--- Document segment Enclosed Below ---
What kind of transformation and novelty has the abrupt rise of the platform economy brought to national labour markets in the last five years? How has this business model shed light on the challenges emerging from the use of artificial intelligence in a workplace? What other fields has the platform economy irreversibly changed?
These and other questions will be at the core of the Future of Work 2022 – Five Years Later, which will address the change that took place since the first, 2018 conference. At the same time, the FOW 5 will lay the foundation to deliberations about the expanding impact of the platform economy on labour, employment relations, and the society, aiming to address the key question – who benefits from this change and who does not?
All these themes and topics will be explored in two discussion sessions with a great lineup of panelists representing the EU, national policymakers, academia and research community, trade unions and activists.
Reflections on the new EU Platform Work Directive and its Impact on the EU and Beyond: Comparative View from Croatia, Serbia and Montenegro.
The EU Directive on improving working conditions in platform work, once adopted, will make an impact on EU member states, but it – is also expected to have a spillover effect on the countries in its neighborhood. This session will discuss the potential impact of the Directive on the EU as a whole, as well as its repercussions on Croatia, Montenegro, and Serbia, three neighboring countries with a distinct approach to platform work. The debate will also look into the prospects of the platform work to impact youth brain drain. Can platform work reverse this trend and keep the workers in their home countries? What is needed to sustain these aspirations and choices of platform workers?
One of the main targets of the EU directive is resolving the status of platform workers. To date, many of them are classified as self-employed independent contractors, and thus denied significant employment rights. Under the Directive, there is a rebuttable legal presumption that a digital labor platform, which “controls the performance of work,” is the employer of platform worker’s. By identifying them as such, the platform workers will be entitled to the labor and social rights that accompany the status of a “worker,” which include the right to a minimum wage, collective bargaining, personal leave benefits, working time and health protection, and contributory old-age pensions.
--- End of Enclosed Document segment ---
* _Required actions_
1. Do statements (a), (b), and (c) agree with the conference announcement? For each, answer yes or no and quote the deciding words from the conference announcement exactly.
(a) The first conference in the series took place in 2018.
(b) The themes will be explored in three discussion sessions.
(c) Under the Directive, the presumption that a platform is the employer cannot be challenged.
2. Please reproduce the stretch of the conference announcement from "The EU Directive on" through "of platform workers?", word for word.
--- Recorded data Enclosed Below ---
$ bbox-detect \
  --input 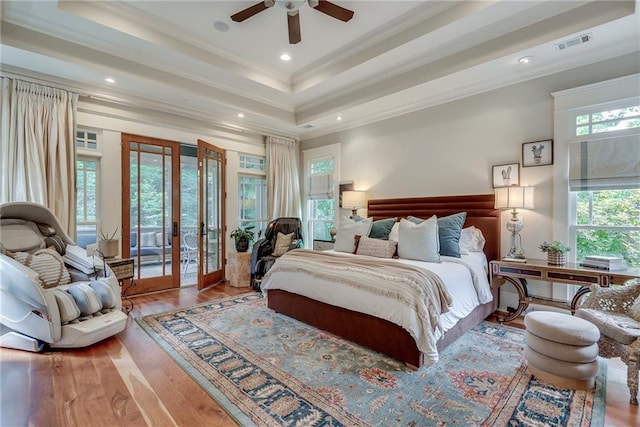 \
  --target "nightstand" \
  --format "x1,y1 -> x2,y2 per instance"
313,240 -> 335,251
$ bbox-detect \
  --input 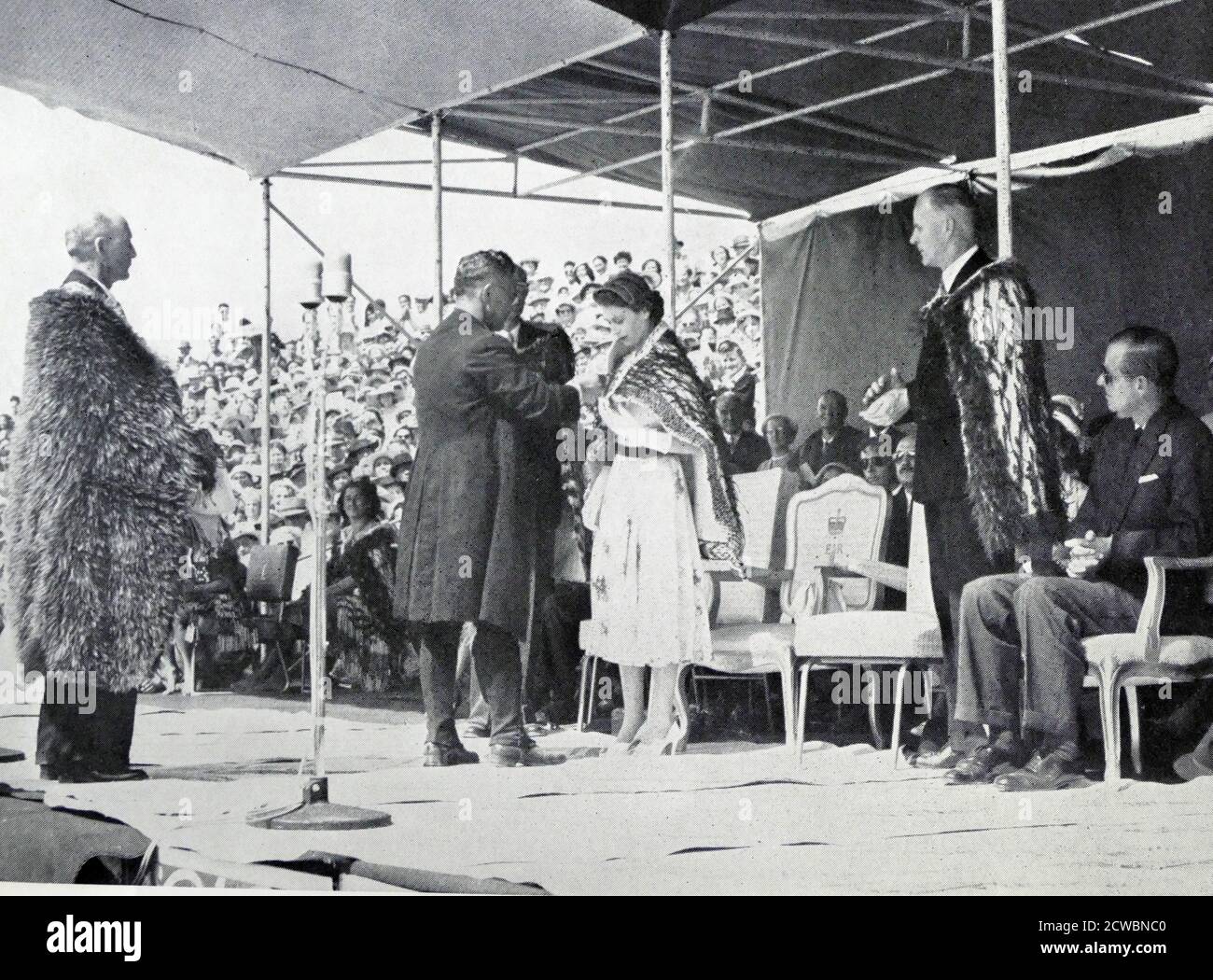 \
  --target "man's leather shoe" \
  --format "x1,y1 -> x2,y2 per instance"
--- End of Enclosed Recorded data ---
--- Recorded data Enclosed Below ---
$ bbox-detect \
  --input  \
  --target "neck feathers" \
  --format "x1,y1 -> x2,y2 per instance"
--- End of Enclosed Recorded data ---
--- Recorded data Enclosed Below ---
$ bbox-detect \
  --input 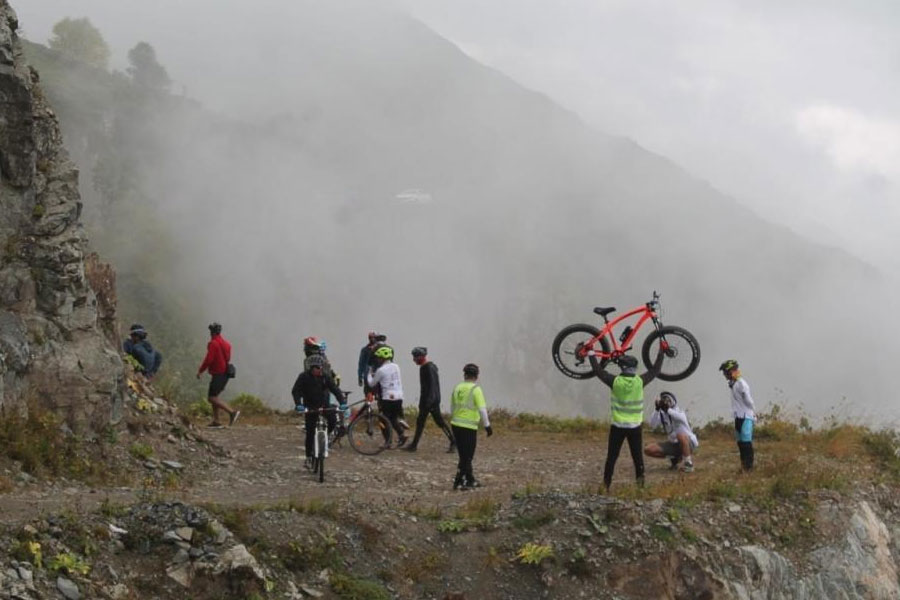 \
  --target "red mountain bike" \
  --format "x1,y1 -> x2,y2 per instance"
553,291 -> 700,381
--- End of Enclosed Recorded data ---
* _Solutions per task_
1.
(a) Yes: "since the first, 2018 conference"
(b) No: "two discussion sessions"
(c) No: "there is a rebuttable legal presumption"

2.
The EU Directive on improving working conditions in platform work, once adopted, will make an impact on EU member states, but it – is also expected to have a spillover effect on the countries in its neighborhood. This session will discuss the potential impact of the Directive on the EU as a whole, as well as its repercussions on Croatia, Montenegro, and Serbia, three neighboring countries with a distinct approach to platform work. The debate will also look into the prospects of the platform work to impact youth brain drain. Can platform work reverse this trend and keep the workers in their home countries? What is needed to sustain these aspirations and choices of platform workers?